··· DATA FOR PROCESSING ···

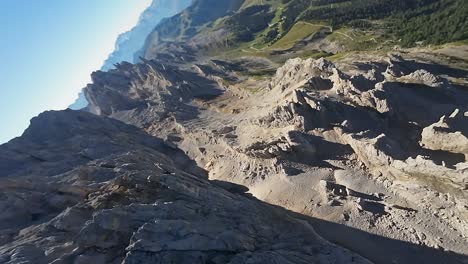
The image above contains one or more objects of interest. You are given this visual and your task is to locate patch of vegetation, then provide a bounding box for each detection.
[271,22,323,49]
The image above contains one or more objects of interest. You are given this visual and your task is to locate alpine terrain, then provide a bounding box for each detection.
[0,0,468,264]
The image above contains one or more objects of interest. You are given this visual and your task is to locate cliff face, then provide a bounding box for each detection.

···

Write out every row above again, requests included, with 46 added to each bounding-box coordinate in the answers. Leave the pictures out.

The image above contains one or more objects of interest. You are given this visual and your task is to locate patch of vegetation, then provide a bounding box for each detection.
[317,68,369,95]
The image above contains one or more objects of interest. You are given this visual and your task is to locate alpine terrain, then provide a bounding box for each detection.
[46,46,514,310]
The image above contains one or more objects of interest. You are given this visual and your task is to locate cliff face, then provide a bounding box for each detection.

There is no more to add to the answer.